Problem description: Would you write out the lines from the one containing "the mud slope" to the end of the records below, exactly and in full, please?

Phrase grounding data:
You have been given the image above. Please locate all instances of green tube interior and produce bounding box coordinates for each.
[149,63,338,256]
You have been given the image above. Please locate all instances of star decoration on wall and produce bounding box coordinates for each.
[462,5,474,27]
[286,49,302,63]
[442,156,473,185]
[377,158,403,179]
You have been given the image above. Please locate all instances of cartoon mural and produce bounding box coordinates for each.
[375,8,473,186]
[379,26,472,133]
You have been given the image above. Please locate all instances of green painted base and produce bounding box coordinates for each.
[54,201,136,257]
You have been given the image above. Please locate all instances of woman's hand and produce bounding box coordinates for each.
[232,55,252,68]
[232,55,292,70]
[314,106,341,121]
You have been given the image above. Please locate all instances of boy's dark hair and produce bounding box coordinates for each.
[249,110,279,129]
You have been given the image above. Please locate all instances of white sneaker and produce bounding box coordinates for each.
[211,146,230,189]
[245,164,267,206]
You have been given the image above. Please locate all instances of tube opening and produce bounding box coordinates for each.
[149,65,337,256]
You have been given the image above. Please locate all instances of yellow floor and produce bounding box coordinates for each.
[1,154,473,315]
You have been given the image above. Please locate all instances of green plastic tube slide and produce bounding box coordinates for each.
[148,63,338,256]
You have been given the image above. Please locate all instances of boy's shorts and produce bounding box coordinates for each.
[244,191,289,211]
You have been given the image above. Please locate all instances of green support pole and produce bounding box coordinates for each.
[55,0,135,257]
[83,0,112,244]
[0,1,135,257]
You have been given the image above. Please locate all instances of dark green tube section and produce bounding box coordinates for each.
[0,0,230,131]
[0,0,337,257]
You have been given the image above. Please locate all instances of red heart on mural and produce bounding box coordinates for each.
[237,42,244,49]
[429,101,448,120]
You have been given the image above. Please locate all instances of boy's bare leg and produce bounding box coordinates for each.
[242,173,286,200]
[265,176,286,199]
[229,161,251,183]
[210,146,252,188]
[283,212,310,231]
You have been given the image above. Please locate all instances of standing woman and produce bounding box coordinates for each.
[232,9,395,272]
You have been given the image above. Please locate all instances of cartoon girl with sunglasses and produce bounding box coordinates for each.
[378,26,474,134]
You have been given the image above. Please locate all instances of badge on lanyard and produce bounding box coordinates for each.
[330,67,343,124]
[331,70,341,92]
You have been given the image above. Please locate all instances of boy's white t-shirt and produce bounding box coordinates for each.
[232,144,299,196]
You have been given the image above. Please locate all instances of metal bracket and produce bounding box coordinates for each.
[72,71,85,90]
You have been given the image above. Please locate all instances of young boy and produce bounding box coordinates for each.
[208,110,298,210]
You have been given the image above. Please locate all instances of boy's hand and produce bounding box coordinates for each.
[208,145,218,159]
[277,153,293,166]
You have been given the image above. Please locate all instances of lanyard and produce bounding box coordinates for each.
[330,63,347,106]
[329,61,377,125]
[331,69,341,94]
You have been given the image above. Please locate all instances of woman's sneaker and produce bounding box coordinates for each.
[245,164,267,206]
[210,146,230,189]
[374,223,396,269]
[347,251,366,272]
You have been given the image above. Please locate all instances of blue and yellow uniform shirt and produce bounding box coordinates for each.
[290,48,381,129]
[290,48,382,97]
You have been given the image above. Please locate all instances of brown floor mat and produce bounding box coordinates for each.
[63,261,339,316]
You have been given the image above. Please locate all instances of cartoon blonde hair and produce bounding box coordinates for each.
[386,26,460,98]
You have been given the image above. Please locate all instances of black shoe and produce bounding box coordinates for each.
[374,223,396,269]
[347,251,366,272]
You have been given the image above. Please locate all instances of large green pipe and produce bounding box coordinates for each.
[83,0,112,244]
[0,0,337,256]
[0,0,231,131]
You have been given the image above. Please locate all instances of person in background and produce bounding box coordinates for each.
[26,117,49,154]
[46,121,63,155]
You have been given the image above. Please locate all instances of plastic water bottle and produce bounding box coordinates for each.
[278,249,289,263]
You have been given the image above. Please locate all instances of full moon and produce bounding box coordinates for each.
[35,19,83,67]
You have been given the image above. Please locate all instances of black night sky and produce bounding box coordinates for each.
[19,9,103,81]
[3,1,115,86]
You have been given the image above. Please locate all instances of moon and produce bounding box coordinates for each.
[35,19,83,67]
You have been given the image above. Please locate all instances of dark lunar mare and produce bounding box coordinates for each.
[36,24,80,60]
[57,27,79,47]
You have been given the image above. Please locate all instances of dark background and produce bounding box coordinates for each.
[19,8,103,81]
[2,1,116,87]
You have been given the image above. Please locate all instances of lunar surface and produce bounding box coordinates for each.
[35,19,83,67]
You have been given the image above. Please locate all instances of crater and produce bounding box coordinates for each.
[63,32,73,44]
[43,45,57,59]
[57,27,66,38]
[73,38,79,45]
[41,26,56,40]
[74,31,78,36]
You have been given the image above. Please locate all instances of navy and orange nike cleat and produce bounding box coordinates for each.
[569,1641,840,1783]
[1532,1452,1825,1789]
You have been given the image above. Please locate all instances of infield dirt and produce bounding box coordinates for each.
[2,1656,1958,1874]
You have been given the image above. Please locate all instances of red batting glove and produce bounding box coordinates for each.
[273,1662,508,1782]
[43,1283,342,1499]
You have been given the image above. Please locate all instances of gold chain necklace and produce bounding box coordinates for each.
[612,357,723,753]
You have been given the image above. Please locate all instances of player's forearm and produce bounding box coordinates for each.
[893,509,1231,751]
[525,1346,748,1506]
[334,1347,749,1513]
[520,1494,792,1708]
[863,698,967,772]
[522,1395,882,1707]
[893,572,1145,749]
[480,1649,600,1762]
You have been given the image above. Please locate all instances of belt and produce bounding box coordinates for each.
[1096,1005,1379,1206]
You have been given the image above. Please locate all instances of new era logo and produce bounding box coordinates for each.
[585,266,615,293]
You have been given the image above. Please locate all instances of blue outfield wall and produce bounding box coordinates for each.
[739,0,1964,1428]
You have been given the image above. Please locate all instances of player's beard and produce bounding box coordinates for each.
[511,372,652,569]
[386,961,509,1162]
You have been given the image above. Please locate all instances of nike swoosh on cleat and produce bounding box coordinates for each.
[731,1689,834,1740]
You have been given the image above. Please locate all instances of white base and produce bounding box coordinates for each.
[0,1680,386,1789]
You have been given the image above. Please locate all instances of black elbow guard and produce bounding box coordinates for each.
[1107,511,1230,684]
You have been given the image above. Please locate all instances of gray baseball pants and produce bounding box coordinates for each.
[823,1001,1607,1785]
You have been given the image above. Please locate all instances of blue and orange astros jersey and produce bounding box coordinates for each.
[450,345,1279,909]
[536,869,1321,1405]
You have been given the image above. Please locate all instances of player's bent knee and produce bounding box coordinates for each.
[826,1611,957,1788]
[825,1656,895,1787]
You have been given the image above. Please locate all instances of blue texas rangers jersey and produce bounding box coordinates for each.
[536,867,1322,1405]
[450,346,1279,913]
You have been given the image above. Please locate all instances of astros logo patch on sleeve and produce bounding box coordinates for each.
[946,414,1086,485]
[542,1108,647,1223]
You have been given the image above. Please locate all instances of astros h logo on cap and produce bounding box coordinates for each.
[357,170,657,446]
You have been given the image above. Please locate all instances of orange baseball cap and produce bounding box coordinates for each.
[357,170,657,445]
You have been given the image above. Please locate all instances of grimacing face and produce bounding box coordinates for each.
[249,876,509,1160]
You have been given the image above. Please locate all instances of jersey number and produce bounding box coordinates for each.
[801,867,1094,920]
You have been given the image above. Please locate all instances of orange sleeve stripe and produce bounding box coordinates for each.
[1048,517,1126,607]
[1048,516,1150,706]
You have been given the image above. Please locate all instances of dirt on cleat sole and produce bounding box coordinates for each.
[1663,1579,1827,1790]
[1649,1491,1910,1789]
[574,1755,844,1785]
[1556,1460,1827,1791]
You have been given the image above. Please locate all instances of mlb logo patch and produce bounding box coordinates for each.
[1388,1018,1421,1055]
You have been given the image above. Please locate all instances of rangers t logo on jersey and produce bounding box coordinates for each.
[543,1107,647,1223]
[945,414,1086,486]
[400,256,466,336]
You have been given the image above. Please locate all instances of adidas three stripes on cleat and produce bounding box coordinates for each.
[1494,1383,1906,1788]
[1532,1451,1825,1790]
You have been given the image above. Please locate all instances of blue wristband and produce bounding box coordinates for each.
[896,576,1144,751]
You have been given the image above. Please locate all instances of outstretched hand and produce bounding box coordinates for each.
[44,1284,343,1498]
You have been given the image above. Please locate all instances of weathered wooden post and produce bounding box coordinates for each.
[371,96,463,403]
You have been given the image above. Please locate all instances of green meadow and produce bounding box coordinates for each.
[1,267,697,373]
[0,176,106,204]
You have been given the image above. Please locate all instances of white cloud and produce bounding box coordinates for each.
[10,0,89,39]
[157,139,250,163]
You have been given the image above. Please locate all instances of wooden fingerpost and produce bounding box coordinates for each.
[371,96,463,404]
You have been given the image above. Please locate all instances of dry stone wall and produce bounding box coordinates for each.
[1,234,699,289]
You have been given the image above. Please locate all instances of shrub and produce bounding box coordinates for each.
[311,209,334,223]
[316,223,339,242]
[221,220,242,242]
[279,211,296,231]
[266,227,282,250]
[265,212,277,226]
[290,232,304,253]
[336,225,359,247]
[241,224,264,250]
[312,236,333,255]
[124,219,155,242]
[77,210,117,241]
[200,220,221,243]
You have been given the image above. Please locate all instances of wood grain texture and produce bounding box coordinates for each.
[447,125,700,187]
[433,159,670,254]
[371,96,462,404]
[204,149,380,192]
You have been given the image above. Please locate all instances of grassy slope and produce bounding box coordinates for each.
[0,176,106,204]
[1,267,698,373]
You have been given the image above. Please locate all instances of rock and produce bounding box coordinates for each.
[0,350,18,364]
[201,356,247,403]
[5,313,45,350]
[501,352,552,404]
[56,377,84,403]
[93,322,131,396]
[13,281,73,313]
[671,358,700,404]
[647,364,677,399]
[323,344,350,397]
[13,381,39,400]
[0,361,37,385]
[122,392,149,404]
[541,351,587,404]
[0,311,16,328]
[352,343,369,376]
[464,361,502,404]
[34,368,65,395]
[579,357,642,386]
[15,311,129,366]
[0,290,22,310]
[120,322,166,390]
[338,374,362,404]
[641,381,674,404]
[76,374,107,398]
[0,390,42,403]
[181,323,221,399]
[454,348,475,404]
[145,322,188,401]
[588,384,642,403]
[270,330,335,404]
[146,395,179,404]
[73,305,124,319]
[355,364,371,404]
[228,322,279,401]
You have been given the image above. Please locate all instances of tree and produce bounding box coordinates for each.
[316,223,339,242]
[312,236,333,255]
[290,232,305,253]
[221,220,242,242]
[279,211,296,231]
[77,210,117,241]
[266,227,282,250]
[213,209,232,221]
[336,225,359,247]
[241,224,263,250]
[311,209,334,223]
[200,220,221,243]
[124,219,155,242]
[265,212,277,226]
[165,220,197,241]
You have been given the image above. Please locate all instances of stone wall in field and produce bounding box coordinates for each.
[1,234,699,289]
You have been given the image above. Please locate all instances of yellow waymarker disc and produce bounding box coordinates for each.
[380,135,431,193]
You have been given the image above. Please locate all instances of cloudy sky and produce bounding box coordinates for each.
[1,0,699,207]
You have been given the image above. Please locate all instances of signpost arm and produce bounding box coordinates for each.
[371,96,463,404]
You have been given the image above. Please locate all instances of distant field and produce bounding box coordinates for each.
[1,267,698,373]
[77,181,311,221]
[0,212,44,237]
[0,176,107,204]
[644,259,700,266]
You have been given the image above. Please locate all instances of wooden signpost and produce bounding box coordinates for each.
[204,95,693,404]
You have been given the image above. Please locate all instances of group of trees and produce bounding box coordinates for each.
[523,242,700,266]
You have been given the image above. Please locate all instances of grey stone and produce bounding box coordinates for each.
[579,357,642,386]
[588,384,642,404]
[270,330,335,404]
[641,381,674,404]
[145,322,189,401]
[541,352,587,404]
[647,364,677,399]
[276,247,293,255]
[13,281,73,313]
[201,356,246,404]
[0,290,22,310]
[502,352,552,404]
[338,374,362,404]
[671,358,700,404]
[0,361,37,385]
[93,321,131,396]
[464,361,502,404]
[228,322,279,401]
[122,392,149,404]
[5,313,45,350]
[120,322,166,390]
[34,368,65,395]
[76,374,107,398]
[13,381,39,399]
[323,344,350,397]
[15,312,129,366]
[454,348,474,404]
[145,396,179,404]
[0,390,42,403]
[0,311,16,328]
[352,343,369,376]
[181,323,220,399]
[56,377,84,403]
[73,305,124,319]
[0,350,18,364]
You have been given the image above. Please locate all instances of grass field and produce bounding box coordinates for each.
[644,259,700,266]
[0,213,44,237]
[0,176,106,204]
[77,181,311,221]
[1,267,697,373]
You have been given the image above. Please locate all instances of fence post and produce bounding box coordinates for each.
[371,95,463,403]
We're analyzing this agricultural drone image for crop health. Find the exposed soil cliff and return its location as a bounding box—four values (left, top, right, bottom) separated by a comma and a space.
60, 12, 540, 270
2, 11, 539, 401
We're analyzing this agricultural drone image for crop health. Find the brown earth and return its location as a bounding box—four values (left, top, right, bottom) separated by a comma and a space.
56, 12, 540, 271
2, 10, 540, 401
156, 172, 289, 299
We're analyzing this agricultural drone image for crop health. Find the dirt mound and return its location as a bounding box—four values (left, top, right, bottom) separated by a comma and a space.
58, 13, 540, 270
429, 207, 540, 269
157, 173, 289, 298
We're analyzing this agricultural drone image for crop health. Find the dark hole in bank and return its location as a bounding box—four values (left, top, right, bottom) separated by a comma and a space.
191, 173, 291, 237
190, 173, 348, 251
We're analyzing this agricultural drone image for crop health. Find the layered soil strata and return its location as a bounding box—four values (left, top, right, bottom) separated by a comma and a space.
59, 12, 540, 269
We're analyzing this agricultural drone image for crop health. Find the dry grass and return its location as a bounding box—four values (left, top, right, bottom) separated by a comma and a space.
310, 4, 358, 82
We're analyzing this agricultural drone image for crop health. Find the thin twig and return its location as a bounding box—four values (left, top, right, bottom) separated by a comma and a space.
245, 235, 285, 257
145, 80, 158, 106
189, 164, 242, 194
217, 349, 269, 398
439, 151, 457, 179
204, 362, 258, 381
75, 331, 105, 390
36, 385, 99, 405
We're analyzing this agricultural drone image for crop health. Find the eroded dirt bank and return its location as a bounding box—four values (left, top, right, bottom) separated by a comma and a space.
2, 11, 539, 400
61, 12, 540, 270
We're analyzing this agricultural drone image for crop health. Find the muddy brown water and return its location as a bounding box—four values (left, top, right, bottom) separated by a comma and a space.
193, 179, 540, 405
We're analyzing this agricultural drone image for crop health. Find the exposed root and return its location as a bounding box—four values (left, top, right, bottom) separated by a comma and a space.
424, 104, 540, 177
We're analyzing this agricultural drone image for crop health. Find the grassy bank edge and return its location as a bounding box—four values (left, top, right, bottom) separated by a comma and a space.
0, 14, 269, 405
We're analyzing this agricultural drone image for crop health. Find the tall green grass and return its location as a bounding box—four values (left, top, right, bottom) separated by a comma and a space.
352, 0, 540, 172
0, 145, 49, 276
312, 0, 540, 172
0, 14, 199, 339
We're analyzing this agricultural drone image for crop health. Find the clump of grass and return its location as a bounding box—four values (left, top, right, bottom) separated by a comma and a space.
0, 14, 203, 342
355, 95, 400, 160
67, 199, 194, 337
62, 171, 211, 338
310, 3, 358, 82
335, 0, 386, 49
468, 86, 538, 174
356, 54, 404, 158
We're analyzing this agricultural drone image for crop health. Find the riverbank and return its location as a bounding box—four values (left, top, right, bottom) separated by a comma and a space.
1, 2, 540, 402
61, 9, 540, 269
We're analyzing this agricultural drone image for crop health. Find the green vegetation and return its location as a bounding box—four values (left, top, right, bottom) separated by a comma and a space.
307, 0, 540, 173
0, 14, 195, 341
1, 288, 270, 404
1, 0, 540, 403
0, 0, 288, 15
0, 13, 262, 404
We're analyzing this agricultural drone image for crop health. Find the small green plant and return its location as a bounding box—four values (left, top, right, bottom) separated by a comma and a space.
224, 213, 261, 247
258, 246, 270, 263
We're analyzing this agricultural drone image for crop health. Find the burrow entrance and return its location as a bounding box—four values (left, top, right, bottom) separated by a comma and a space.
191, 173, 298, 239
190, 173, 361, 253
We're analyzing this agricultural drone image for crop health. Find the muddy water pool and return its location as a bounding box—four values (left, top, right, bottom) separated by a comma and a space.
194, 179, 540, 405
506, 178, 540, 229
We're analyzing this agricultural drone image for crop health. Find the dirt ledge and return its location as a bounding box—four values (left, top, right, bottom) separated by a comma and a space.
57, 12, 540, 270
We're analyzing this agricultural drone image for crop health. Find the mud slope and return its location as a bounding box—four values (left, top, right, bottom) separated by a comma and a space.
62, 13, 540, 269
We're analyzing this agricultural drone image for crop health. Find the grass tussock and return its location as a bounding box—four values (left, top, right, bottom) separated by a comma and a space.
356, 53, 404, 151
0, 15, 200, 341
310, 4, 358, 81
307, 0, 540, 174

Completed exercise:
We're analyzing this agricultural drone image for crop health. Find the mud slope and return its location as a bounding box—four values (left, top, right, bottom) separated by a comma and a space.
62, 13, 540, 269
We're analyzing this agricultural drone image for crop health. Find the grass tussock and return its location as a bounding box—four values (left, top, right, bottom) separated by a comma and a space.
356, 53, 404, 151
0, 15, 200, 341
310, 4, 358, 81
307, 0, 540, 174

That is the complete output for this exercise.